*WORK INSTRUCTIONS*.
Whenever a line in the data holds the string "madrid", copy that line.

----

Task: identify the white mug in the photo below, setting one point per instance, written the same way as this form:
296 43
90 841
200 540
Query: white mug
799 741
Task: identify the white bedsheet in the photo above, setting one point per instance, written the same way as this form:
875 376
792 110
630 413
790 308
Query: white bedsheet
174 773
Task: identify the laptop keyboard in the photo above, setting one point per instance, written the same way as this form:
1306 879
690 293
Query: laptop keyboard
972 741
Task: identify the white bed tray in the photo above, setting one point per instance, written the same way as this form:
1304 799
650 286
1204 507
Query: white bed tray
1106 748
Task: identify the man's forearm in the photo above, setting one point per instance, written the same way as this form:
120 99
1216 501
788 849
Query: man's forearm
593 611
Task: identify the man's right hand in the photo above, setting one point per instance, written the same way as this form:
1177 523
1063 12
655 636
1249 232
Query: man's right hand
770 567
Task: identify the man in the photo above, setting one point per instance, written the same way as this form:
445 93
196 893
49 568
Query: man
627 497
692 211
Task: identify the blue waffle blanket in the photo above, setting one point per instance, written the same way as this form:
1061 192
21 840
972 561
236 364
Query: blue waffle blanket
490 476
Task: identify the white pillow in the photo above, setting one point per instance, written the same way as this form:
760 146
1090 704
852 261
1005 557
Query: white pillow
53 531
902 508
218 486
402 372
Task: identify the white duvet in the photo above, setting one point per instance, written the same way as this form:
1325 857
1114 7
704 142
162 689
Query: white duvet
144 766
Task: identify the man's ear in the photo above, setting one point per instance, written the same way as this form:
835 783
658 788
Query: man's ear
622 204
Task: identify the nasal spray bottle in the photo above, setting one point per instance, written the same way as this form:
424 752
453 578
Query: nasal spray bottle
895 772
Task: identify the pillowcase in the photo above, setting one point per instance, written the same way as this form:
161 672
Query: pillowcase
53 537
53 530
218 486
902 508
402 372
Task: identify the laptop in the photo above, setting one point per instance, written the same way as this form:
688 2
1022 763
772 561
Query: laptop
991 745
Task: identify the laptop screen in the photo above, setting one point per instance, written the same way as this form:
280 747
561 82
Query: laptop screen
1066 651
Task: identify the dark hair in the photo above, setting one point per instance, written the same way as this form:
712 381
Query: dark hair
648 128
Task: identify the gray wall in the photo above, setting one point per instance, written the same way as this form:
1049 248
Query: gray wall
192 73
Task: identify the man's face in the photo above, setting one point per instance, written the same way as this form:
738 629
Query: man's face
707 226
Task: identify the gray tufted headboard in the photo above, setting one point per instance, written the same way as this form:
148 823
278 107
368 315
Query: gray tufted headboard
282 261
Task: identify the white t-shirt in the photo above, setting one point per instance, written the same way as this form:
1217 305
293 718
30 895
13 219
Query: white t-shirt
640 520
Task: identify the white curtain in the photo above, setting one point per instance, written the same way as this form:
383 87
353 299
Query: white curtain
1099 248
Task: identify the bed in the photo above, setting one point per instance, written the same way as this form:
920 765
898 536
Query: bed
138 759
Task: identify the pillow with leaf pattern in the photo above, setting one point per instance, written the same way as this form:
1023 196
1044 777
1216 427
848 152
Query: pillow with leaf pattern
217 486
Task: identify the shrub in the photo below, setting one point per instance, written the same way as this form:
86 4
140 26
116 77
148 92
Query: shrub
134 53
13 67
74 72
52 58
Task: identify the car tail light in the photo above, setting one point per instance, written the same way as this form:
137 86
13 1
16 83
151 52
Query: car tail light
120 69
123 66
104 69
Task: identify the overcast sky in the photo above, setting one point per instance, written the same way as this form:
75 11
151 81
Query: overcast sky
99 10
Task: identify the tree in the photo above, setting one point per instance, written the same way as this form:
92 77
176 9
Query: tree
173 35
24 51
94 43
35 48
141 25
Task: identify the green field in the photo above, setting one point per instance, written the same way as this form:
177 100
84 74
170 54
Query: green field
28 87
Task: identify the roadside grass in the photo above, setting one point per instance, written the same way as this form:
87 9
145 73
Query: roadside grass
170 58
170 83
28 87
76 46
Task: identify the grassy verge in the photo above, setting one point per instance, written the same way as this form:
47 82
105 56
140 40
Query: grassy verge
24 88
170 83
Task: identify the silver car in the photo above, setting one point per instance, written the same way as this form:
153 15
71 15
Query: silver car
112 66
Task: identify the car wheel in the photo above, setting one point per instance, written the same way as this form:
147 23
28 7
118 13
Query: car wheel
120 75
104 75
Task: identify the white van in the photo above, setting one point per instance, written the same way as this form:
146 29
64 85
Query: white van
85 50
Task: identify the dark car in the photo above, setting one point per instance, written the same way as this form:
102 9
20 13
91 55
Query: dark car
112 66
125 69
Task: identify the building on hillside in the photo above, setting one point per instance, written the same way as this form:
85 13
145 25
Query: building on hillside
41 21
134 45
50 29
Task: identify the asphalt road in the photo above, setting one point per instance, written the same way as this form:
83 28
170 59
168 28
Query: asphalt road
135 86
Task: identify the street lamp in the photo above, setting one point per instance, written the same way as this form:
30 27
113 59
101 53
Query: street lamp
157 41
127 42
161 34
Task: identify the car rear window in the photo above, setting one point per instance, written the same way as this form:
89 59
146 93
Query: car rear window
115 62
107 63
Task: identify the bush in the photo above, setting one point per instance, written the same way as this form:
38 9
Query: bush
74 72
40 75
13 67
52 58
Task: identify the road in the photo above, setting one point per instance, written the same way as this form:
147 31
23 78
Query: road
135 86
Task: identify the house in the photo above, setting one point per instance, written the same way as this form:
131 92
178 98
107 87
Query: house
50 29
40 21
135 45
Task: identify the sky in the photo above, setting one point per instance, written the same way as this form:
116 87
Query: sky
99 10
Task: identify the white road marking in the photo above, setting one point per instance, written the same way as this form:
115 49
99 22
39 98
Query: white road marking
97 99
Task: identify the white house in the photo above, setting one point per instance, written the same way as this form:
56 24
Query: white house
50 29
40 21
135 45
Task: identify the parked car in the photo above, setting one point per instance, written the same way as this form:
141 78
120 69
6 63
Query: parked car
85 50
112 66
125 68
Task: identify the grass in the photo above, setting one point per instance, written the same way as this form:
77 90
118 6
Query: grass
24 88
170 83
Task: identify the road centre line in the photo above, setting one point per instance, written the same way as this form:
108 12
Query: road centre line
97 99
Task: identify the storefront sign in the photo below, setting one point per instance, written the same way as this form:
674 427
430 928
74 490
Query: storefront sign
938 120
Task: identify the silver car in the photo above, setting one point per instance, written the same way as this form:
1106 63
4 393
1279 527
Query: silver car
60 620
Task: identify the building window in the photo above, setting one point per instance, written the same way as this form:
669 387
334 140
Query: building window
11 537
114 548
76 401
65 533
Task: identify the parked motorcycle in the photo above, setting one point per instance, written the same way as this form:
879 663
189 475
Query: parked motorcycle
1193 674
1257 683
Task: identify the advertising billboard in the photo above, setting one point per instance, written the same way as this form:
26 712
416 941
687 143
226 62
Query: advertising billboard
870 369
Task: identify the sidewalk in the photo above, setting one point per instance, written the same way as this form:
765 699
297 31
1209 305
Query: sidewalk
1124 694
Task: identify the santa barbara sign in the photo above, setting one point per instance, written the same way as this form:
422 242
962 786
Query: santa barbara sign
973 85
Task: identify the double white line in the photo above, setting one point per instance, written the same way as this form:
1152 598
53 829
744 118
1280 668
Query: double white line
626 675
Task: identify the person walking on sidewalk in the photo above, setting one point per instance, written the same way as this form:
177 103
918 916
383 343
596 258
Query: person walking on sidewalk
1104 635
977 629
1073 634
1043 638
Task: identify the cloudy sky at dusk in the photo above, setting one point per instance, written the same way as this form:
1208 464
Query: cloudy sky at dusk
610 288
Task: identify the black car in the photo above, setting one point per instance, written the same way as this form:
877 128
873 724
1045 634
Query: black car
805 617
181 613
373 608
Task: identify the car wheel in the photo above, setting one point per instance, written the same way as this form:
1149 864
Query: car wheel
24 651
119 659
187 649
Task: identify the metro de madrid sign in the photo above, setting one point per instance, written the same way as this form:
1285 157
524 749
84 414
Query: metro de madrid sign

----

*ANSWER TO THE EXERCISE*.
Task: identify the metro de madrid sign in the photo above, setting one point per instance, written the same way as this form:
Query: metro de madrid sign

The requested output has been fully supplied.